• Description of the task:
Copy out every one of the items below word for word, keeping each line as it stands.

Point labels for objects
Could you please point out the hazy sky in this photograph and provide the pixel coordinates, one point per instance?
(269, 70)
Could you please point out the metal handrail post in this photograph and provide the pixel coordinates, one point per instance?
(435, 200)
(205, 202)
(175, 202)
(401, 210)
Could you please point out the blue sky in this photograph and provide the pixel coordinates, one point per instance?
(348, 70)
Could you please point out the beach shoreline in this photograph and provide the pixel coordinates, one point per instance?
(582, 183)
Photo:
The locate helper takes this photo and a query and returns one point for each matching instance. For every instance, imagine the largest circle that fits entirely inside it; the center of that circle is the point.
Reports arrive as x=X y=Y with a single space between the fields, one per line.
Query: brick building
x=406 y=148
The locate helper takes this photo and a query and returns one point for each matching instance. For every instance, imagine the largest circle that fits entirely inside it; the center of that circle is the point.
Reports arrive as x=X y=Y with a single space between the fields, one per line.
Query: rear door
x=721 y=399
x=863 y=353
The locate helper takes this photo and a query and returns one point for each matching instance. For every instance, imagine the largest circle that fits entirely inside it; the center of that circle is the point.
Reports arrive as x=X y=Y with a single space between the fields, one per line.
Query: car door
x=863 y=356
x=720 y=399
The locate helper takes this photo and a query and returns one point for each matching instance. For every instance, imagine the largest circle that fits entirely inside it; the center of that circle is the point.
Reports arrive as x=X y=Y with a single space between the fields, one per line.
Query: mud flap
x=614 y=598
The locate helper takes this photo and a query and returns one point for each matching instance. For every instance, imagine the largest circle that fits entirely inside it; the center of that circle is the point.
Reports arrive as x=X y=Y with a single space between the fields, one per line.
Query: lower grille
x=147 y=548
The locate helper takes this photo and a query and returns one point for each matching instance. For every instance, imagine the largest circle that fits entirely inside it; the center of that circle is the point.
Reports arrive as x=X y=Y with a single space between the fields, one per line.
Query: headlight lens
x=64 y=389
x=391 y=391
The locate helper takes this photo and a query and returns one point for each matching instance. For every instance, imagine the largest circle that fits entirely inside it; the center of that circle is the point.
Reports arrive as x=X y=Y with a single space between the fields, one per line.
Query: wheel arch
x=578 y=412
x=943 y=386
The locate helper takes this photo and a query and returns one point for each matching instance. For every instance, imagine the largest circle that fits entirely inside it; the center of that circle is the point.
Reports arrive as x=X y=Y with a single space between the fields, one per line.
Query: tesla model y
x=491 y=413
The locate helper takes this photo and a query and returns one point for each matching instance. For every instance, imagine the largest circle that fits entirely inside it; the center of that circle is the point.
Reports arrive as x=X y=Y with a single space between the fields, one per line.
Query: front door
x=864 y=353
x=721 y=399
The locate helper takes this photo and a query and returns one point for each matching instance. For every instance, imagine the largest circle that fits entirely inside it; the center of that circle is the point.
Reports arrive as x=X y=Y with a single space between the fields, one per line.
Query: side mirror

• Solution to the problem:
Could you please point out the hazy sky in this photograph and provide the pixel coordinates, one point per instance?
(269, 70)
Could you please point out the metal handrail post in this photograph and provide the pixel coordinates, one point per instance?
(435, 200)
(205, 202)
(175, 202)
(401, 210)
Could you please point out the blue sky in this photograph and provide the pixel coordinates, one point per instance?
(348, 70)
Could you please point out the beach shoreline in this photograph and provide the pixel coordinates, one point per instance?
(582, 183)
Photo:
The locate helper takes this photo and a query and returns one point for each matching instance. For every instance, imagine the largest circle that fits entirely inside it; the center of that circle is the point.
Reports arrive as x=X y=Y with a single space between the fields, one per line.
Query: brick building
x=406 y=148
The locate helper takes this photo and a query and returns one point for each matching instance. For every instance, imagine the largest circle that fits entirely inside it; the center of that circle is the point.
Reports arrive as x=X y=Y with a single space between the fields, one per line.
Query: rear door
x=721 y=399
x=863 y=353
The locate helper takes this photo and a query and returns one point for each matching instance. For every instance, imagine the largest circle that fits entirely inside it; the center of that circle is the point.
Reports arrive as x=X y=Y with a single space between the fields, one per line.
Query: car door
x=863 y=356
x=720 y=399
The locate helper takes this photo and a query and returns one point for each matching instance. For every instance, imagine the largest circle that fits entirely inside it; the center of that circle is the point.
Reports arrive as x=X y=Y with a single space between the fields, one per line.
Query: mud flap
x=614 y=598
The locate helper takes this photo and a query and returns one point for each matching instance. For every instance, imagine the largest circle that fits entirely inside it; the center of that circle is the point.
Reports arrive as x=X y=Y with a single space between the fields, one per line.
Query: lower grille
x=147 y=548
The locate helper takes this photo and a query and returns one point for each matching instance. For every instance, imagine the largest circle that fits entirely inside it; the center of that circle is the point.
Reports arrive as x=X y=Y with a single space between the fields, one per line.
Query: headlight lens
x=64 y=389
x=391 y=391
The locate helper takes this photo and a query and returns one point for each matching instance. For every instance, imagine the largest circle that fits entirely inside it; the center of that circle is the point.
Reports arrive as x=X y=Y with a single space between the fields, one per line.
Query: wheel arch
x=578 y=412
x=943 y=386
The locate helper takes this photo and a query and returns one point for each matching instance. For every instance, imagine the largest circle that fits entirely inside it; the center of that circle is the point.
Reports arrive as x=X y=Y with a single space between the fields, one per line.
Query: tesla model y
x=491 y=413
The locate helper takes this photo and a query and returns one point for each matching instance. For every instance, imagine the largest circle that fits entirely inside it; the center of that circle is the point.
Reports arrive as x=X y=Y with a single space between the fields, one per line.
Query: front door
x=864 y=353
x=721 y=399
The locate helper takes this photo and a query and returns one point for each matching instance. For every instance, imagine the largest circle that fits entirely inside it; the center of that circle is the point.
Reports arrive as x=X y=Y with a single space between the fields, one per line.
Query: side mirror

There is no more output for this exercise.